-- Document extract follows --

Building from the Ground Up : UU Metro Atlanta North & the New Sanctuary Movement of Atlanta
This blog post comes from Rev. Dave Dunn of the UU Metro Atlanta North Congregation in Roswell, GA.
Often when we talk about UU organizing, we share the success stories and the big wins. For our congregations and members who haven’t been that involved, it can feel like it’s just not accessible – that’s great for big urban congregations, for congregations with a lot of resources, for congregations that can hire a paid social justice minister or coordinator. But what about us? That’s why I feel like it’s so important to tell a story of organizing from the very beginning. You won’t see any huge win here (yet!), but what you’ll see is how we at UU Metro Atlanta North and Emerson UU have started building relationships and laying the foundation for a strong and impactful interfaith immigrant justice movement in our area. As part of the national Love Resists campaign, a collaboration of UUSC and the UUA, we’ve been organizing for the last four months and it’s starting to feel like we have some momentum. Four congregations are now solidly on board: Roswell Community Masjid, Temple Beth Tikvah, Emerson UU and UU Metro Atlanta North. We can feel that more congregations will soon be joining us.
On Sunday, January 27, the New Sanctuary Movement of Atlanta – Metro North had its first full-fledged bonding experience comprised of an interfaith worship service, shared meal and immigration justice table discussions.
We started simply by showing up – showing up for community events, non-profit fundraisers, information sessions, social justice actions. Since the faith leaders and congregants of the four congregations kept running into each other at homeless shelters, food pantries, Stewart Detention Center, El Refugio Hospitality House, Georgia State Legislature and Immigration Court; it seemed natural to multiply our power by joining forces.
It started with one-to-one meetings amongst the faith leaders. In addition to the common social justice work that we were already doing, we felt we weren’t doing enough to begin to address the injustices currently being inflicted upon Dreamers, asylum seekers and immigrants.

-- Document extract concluded --
-- Record set follows --

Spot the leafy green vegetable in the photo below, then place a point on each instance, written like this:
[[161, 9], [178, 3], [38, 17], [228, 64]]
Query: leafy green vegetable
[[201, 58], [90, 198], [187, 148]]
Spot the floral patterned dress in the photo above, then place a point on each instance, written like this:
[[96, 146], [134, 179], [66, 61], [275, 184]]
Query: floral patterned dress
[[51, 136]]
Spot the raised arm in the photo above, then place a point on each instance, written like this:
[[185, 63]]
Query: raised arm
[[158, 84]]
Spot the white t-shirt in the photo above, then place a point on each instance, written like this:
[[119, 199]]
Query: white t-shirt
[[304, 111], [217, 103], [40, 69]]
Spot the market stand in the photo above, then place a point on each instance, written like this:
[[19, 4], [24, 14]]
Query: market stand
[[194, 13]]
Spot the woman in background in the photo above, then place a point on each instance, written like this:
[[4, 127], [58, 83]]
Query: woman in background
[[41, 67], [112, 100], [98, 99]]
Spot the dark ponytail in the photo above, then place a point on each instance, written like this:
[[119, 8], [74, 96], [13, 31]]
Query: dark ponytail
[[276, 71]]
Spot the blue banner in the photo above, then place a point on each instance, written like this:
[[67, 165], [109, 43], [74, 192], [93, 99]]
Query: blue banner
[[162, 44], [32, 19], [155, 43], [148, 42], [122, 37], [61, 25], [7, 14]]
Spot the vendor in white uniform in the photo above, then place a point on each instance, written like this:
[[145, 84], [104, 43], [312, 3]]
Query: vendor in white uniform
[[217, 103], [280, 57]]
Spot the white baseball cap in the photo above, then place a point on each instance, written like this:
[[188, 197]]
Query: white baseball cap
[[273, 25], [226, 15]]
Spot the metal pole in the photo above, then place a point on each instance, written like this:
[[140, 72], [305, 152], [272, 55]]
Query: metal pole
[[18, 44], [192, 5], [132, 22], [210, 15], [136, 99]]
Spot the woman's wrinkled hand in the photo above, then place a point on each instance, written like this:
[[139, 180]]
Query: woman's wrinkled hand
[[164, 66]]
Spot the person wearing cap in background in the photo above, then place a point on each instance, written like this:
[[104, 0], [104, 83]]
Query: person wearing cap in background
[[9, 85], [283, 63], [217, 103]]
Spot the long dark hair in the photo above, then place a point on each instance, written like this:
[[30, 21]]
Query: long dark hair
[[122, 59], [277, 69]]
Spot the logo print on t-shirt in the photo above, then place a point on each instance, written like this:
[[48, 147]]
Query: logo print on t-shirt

-- Record set concluded --

- _Work item 1_: In the blog post on the New Sanctuary Movement of Atlanta, on what date did the Metro North group hold its first full-fledged bonding experience?
- _Work item 2_: Return everything from "On Sunday, January" down to "justice table discussions." in the blog post on the New Sanctuary Movement of Atlanta, copied word for word.

- _Expected answer 1_: Sunday, January 27

- _Expected answer 2_:
On Sunday, January 27, the New Sanctuary Movement of Atlanta – Metro North had its first full-fledged bonding experience comprised of an interfaith worship service, shared meal and immigration justice table discussions.